GIVEN PROBLEM:
Swap every "Query" in the listing below for "Prompt", then write out all its lines again with nothing else changed.

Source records

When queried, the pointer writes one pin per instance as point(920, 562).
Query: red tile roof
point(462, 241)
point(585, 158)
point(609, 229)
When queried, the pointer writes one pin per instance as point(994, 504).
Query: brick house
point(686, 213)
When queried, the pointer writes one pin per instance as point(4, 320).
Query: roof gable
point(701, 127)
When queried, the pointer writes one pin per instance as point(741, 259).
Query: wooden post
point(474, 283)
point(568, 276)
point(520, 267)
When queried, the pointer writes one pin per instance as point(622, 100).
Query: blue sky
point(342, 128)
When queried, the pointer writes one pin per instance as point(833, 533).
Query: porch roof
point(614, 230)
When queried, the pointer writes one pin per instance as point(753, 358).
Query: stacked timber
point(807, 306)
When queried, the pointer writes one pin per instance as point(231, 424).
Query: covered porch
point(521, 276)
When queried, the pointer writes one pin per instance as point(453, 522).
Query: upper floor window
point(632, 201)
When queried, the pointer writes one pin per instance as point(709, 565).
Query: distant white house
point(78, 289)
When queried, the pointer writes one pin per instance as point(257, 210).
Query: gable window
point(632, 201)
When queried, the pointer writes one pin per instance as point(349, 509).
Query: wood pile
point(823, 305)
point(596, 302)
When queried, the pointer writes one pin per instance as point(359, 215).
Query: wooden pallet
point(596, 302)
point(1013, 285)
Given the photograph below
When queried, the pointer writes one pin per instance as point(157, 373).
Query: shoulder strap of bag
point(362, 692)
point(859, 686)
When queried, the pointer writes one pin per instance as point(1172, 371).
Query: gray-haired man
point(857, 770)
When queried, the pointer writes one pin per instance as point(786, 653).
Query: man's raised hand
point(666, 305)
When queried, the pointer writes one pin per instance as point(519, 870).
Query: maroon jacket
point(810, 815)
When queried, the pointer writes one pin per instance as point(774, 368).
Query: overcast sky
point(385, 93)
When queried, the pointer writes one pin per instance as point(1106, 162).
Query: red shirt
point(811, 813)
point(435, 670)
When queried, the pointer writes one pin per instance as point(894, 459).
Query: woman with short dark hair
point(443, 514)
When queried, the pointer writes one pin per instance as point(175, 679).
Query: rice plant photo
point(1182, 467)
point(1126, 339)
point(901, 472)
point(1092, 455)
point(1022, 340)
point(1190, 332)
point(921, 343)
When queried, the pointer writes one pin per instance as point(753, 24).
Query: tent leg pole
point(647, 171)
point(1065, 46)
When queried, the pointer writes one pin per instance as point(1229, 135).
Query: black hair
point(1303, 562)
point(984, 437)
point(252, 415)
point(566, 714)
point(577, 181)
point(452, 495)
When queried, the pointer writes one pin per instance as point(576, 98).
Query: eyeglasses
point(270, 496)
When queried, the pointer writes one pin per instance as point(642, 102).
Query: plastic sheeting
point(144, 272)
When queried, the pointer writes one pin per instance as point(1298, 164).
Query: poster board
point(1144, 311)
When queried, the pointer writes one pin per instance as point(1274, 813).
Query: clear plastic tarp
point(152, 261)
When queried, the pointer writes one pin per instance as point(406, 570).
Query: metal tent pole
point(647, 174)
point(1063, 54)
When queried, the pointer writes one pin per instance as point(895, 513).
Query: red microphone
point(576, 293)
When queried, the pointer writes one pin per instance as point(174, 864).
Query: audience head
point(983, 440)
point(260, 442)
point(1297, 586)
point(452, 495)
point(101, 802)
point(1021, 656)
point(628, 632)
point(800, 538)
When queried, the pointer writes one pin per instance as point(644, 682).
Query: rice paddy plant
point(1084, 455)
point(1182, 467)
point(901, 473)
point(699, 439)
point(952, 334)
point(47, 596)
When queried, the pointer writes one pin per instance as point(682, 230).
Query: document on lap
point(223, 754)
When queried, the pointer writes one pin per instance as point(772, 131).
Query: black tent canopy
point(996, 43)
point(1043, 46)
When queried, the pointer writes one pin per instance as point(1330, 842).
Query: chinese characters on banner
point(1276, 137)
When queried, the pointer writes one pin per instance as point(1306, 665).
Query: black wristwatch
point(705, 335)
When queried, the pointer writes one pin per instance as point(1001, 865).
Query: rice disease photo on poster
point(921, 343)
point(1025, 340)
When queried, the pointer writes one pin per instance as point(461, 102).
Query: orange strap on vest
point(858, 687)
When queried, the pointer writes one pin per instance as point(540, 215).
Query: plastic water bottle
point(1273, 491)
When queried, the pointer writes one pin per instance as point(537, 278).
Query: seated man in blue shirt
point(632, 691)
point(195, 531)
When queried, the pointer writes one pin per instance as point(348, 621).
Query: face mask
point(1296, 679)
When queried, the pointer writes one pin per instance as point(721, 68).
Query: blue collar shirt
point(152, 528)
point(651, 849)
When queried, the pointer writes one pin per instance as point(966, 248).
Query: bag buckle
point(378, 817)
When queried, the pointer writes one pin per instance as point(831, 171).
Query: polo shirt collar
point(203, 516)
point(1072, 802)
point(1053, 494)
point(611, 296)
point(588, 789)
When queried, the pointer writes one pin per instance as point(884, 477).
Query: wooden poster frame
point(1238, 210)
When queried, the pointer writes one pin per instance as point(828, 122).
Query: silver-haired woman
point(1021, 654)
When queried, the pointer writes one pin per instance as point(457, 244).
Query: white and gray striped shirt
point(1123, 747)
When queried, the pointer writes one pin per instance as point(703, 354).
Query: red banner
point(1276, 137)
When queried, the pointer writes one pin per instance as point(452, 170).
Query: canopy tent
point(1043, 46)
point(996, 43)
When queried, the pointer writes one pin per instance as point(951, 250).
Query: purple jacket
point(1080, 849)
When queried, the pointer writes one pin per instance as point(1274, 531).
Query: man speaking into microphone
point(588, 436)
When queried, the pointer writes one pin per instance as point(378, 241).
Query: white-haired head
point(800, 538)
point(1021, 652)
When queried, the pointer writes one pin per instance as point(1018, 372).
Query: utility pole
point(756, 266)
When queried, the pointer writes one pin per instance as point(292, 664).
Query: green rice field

ANSWER IN FULL:
When queried, the pointer writes one pin per instance as point(920, 562).
Prompt: red tile roof
point(462, 241)
point(585, 158)
point(609, 229)
When queried, the pointer writes one pin per instance as point(994, 504).
Prompt: brick house
point(686, 213)
When queried, the pointer writes one pin per instance as point(4, 320).
Prompt: roof gable
point(701, 127)
When queried, the pointer writes one pin per instance as point(741, 259).
Prompt: wooden post
point(474, 283)
point(568, 276)
point(520, 267)
When queried, the pointer writes one pin per instance as point(622, 100).
Prompt: blue sky
point(342, 128)
When queried, the pointer writes one pin per instance as point(833, 533).
Prompt: porch roof
point(614, 230)
When queried, the pointer writes one pin per instance as point(753, 358).
Prompt: stacked timber
point(807, 306)
When queried, the pointer writes one pin per instance as point(231, 424).
Prompt: covered porch
point(521, 276)
When queried, the pointer writes one pin per instance as point(453, 522).
Prompt: upper floor window
point(632, 201)
When queried, the pointer writes one pin per instance as point(709, 565).
Prompt: distant white house
point(78, 289)
When queried, the pointer writes one pin per instance as point(257, 210).
Prompt: gable window
point(632, 201)
When queried, the pointer writes one pin per instance as point(349, 509).
Prompt: wood pile
point(823, 305)
point(596, 302)
When queried, the pointer writes one pin per instance as point(359, 215).
Prompt: wooden pallet
point(596, 302)
point(1013, 285)
Given the photograph below
When queried, the pointer writes one pin per instance as point(157, 373).
Prompt: shoulder strap of bag
point(362, 692)
point(859, 686)
When queried, the pointer writes one pin per instance as point(1172, 371).
Prompt: gray-haired man
point(857, 770)
When queried, the pointer writes one pin per instance as point(786, 653).
Prompt: man's raised hand
point(666, 305)
When queried, the pointer writes one pin per instance as point(519, 870).
Prompt: maroon jacket
point(810, 815)
When queried, the pointer writes one pin per instance as point(774, 368).
Prompt: overcast sky
point(385, 93)
When queried, the pointer writes one pin per instance as point(1106, 162).
Prompt: red shirt
point(811, 813)
point(435, 670)
When queried, the pointer writes one pin per instance as point(894, 459).
Prompt: woman with short dark hair
point(443, 514)
When queried, the pointer writes one pin per instance as point(175, 679).
Prompt: rice plant photo
point(1182, 467)
point(1126, 339)
point(901, 472)
point(1092, 455)
point(1022, 340)
point(1190, 332)
point(921, 343)
When queried, the pointer writes one pin per instance as point(753, 24).
Prompt: tent leg pole
point(647, 171)
point(1065, 46)
When queried, the pointer writes one pin per instance as point(1229, 135).
Prompt: black hair
point(1303, 562)
point(984, 437)
point(252, 415)
point(566, 714)
point(577, 181)
point(452, 495)
When queried, the pointer writes one pin per instance as point(576, 98).
Prompt: eyeglasses
point(270, 496)
When queried, the pointer writes one pin per instance as point(642, 102).
Prompt: plastic sheeting
point(144, 272)
When queried, the pointer writes one pin per instance as point(1298, 164).
Prompt: poster board
point(1144, 311)
When queried, the pointer writes one pin per instance as point(1274, 813).
Prompt: clear plastic tarp
point(152, 261)
When queried, the pointer writes one pin per instance as point(406, 570).
Prompt: metal tent pole
point(647, 174)
point(1063, 54)
When queried, the pointer writes one pin per instance as point(895, 513).
Prompt: red microphone
point(576, 293)
When queried, the pointer writes one pin per instance as point(174, 864).
Prompt: audience head
point(983, 440)
point(260, 442)
point(1297, 586)
point(452, 495)
point(101, 802)
point(1021, 656)
point(628, 632)
point(800, 538)
When queried, the pointer writes one pin per instance as point(644, 682).
Prompt: rice paddy plant
point(1084, 455)
point(1182, 467)
point(901, 473)
point(699, 439)
point(952, 334)
point(47, 596)
When queried, the pointer writes one pin per instance as point(682, 230).
Prompt: document on lap
point(223, 754)
When queried, the pointer writes one pin per instance as point(772, 131).
Prompt: black tent canopy
point(996, 43)
point(1043, 46)
When queried, the pointer writes one pin per instance as point(1330, 842).
Prompt: chinese characters on banner
point(1276, 137)
When queried, the pointer writes one pin per instance as point(1306, 665).
Prompt: black wristwatch
point(705, 335)
When queried, the pointer writes one pin per instance as point(1001, 865).
Prompt: rice disease photo on poster
point(921, 343)
point(1025, 340)
When queried, the pointer writes one pin per instance as point(461, 102).
Prompt: orange strap on vest
point(858, 687)
When queried, the pointer writes one pin per instance as point(540, 215).
Prompt: plastic water bottle
point(1273, 491)
When queried, the pointer writes one pin per instance as point(537, 278).
Prompt: seated man in blue shirt
point(632, 691)
point(195, 531)
When queried, the pointer writes one pin per instance as point(348, 621).
Prompt: face mask
point(1296, 679)
When queried, the pointer writes one pin per instance as point(721, 68).
Prompt: blue collar shirt
point(152, 528)
point(651, 849)
When queried, the pointer writes one pin per instance as point(966, 248).
Prompt: bag buckle
point(378, 817)
When queried, the pointer writes one pin per instance as point(831, 171).
Prompt: polo shirt collar
point(203, 516)
point(1072, 802)
point(1053, 494)
point(611, 296)
point(588, 789)
When queried, the pointer writes one pin per instance as point(884, 477).
Prompt: wooden poster frame
point(1238, 210)
When queried, the pointer writes one pin per instance as point(828, 122).
Prompt: silver-haired woman
point(1021, 654)
When queried, the pointer writes one pin per instance as point(457, 244).
Prompt: white and gray striped shirt
point(1123, 747)
When queried, the pointer writes one pin per instance as point(703, 354).
Prompt: red banner
point(1276, 137)
When queried, the pointer writes one pin per instance as point(452, 170).
Prompt: canopy tent
point(1043, 46)
point(996, 43)
When queried, the pointer writes one pin per instance as point(951, 250).
Prompt: purple jacket
point(1080, 849)
When queried, the pointer writes one pin per instance as point(1274, 531).
Prompt: man speaking into microphone
point(588, 436)
When queried, the pointer writes one pin per instance as point(378, 241).
Prompt: white-haired head
point(800, 538)
point(1021, 652)
When queried, the pointer writes one pin per instance as point(1018, 372).
Prompt: utility pole
point(756, 266)
When queried, the pointer writes one pin per instance as point(292, 664).
Prompt: green rice field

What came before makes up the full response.